• ASSIGNMENT
Repeat the entries below exactly, missing none.

• THE DATA
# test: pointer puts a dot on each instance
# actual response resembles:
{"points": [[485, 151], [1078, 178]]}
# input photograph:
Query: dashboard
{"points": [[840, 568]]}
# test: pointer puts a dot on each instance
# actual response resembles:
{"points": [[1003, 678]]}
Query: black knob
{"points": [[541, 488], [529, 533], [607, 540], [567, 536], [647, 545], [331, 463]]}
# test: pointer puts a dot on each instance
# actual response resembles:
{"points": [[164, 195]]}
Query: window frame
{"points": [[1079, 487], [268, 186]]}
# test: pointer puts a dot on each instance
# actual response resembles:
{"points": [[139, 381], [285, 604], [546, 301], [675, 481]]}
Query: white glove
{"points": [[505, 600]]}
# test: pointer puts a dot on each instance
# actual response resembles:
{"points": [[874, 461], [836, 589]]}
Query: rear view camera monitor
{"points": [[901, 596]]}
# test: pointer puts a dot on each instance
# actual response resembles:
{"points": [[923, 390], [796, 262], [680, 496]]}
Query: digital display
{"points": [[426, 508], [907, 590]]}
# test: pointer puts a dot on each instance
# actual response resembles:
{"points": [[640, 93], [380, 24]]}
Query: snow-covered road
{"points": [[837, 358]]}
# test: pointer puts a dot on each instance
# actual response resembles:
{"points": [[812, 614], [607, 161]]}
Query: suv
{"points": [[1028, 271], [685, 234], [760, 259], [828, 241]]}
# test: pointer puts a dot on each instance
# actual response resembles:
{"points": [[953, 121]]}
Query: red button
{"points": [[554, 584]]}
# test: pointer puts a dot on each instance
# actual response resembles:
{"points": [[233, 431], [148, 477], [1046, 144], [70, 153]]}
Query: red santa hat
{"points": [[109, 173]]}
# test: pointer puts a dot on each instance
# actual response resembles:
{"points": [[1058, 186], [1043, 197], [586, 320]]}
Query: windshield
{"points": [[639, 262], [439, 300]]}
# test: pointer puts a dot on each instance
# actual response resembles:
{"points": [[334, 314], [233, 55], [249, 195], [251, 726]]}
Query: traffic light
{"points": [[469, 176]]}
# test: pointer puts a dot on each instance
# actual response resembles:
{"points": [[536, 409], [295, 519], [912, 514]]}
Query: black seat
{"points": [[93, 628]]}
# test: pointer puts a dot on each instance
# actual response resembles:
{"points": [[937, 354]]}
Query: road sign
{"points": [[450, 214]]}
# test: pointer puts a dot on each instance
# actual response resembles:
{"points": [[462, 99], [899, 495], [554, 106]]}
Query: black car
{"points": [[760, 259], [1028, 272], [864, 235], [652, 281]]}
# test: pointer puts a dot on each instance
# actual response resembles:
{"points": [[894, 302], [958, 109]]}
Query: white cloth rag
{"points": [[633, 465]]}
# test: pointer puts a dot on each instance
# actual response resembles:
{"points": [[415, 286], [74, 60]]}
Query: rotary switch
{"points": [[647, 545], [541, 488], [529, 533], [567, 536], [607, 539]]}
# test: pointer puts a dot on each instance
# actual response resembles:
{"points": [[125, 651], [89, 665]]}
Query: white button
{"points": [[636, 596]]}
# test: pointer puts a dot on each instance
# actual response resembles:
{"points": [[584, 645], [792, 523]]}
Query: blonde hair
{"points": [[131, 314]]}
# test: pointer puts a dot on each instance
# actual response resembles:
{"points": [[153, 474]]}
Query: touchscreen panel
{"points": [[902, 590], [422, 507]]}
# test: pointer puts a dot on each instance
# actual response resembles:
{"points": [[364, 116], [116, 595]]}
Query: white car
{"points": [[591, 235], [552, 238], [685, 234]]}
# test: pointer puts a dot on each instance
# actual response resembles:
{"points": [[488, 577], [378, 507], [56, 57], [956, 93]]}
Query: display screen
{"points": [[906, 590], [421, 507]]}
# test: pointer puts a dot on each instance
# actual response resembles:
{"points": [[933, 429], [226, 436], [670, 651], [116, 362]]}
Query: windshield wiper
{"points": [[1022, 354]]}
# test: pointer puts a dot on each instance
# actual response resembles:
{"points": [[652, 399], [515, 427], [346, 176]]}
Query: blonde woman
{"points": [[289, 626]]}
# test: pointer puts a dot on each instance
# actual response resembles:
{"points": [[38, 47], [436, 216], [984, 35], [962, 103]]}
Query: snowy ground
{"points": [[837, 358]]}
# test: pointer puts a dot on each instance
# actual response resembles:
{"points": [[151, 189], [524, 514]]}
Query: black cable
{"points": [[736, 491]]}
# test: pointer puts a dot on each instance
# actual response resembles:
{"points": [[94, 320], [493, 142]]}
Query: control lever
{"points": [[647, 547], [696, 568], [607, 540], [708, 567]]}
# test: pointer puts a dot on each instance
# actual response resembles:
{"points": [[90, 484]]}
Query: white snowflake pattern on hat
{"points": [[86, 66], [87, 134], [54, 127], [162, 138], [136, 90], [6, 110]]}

• OUTPUT OF THE EXERCISE
# test: pointer puts a dot on each instance
# actual response resembles:
{"points": [[485, 151], [1078, 178]]}
# input photograph:
Query: dashboard
{"points": [[840, 568]]}
# test: pointer puts a dot on each instance
# actual response resembles:
{"points": [[1003, 678]]}
Query: black knob
{"points": [[541, 488], [529, 533], [607, 540], [567, 536], [647, 545], [331, 463]]}
# test: pointer puts a dot on each instance
# actual response resembles:
{"points": [[164, 195]]}
Query: window frame
{"points": [[1079, 487], [268, 186]]}
# test: pointer puts a dot on each instance
# actual response resembles:
{"points": [[139, 381], [285, 604], [546, 301], [675, 481]]}
Query: white glove
{"points": [[505, 600]]}
# test: pointer puts a dot on each instance
# actual response resembles:
{"points": [[874, 461], [836, 589]]}
Query: rear view camera monitor
{"points": [[901, 596]]}
# test: pointer puts a dot on each instance
# actual response resembles:
{"points": [[923, 390], [796, 262], [680, 496]]}
Query: digital display
{"points": [[426, 508], [907, 590]]}
# test: pointer puts a dot on each instance
# actual response resembles:
{"points": [[640, 93], [380, 24]]}
Query: snow-covered road
{"points": [[837, 358]]}
# test: pointer puts a dot on each instance
# actual response resembles:
{"points": [[812, 614], [607, 161]]}
Query: suv
{"points": [[1028, 271], [685, 234], [760, 259], [828, 241]]}
# test: pointer puts a dot on each instance
# actual response resembles:
{"points": [[953, 121]]}
Query: red button
{"points": [[554, 584]]}
# test: pointer puts a dot on each instance
# actual response resembles:
{"points": [[233, 431], [148, 477], [1046, 144], [70, 153]]}
Query: red santa hat
{"points": [[109, 173]]}
# test: pointer puts a dot on each instance
# actual response resembles:
{"points": [[1058, 186], [1043, 197], [586, 320]]}
Query: windshield
{"points": [[639, 262], [439, 300]]}
# test: pointer puts a dot on each instance
# actual response resembles:
{"points": [[334, 314], [233, 55], [249, 195], [251, 726]]}
Query: traffic light
{"points": [[469, 176]]}
# test: pointer puts a dot on each instance
# actual response resembles:
{"points": [[536, 409], [295, 519], [912, 514]]}
Query: black seat
{"points": [[93, 628]]}
# test: pointer puts a dot on each instance
# actual response resembles:
{"points": [[937, 354]]}
Query: road sign
{"points": [[450, 214]]}
# test: pointer puts a dot on each instance
# actual response resembles:
{"points": [[462, 99], [899, 495], [554, 106]]}
Query: black car
{"points": [[760, 259], [1028, 272], [864, 235], [652, 281]]}
# test: pointer puts a dot on each instance
# actual response resembles:
{"points": [[894, 302], [958, 109]]}
Query: white cloth rag
{"points": [[633, 465]]}
# test: pointer puts a dot on each instance
# actual response resembles:
{"points": [[415, 286], [74, 60]]}
Query: rotary switch
{"points": [[647, 545], [541, 488], [529, 533], [567, 536], [607, 539]]}
# test: pointer puts a dot on each instance
# actual response resembles:
{"points": [[125, 651], [89, 665]]}
Query: white button
{"points": [[636, 596]]}
# test: pointer puts a dot on each instance
# actual response resembles:
{"points": [[584, 645], [792, 523]]}
Query: blonde hair
{"points": [[131, 314]]}
# test: pointer puts a dot on each instance
# actual response resembles:
{"points": [[153, 474]]}
Query: touchscreen panel
{"points": [[902, 590], [422, 507]]}
# test: pointer puts a dot on each instance
# actual response resembles:
{"points": [[364, 116], [116, 595]]}
Query: white car
{"points": [[591, 235], [552, 238], [685, 234]]}
# test: pointer puts a dot on each instance
# actual response resembles:
{"points": [[488, 577], [378, 507], [56, 57], [956, 93]]}
Query: display screen
{"points": [[906, 590], [421, 507]]}
# test: pointer puts a dot on each instance
# actual response resembles:
{"points": [[933, 429], [226, 436], [670, 651], [116, 362]]}
Query: windshield wiper
{"points": [[1022, 354]]}
# test: pointer puts a dot on each instance
# actual response resembles:
{"points": [[652, 399], [515, 427], [346, 176]]}
Query: blonde woman
{"points": [[289, 626]]}
# test: pointer puts a dot on each instance
# actual response resembles:
{"points": [[38, 47], [436, 216], [984, 35], [962, 103]]}
Query: snowy ground
{"points": [[837, 358]]}
# test: pointer puts a dot on each instance
# actual response resembles:
{"points": [[151, 189], [524, 514]]}
Query: black cable
{"points": [[736, 491]]}
# test: pointer puts a dot on each instance
# actual response resembles:
{"points": [[94, 320], [493, 142]]}
Query: control lever
{"points": [[647, 547], [696, 568], [607, 540], [708, 567]]}
# test: pointer puts a dot on each instance
# actual response resembles:
{"points": [[90, 484]]}
Query: white snowflake pattern on hat
{"points": [[86, 66], [87, 134], [54, 127], [162, 138], [136, 90], [6, 110]]}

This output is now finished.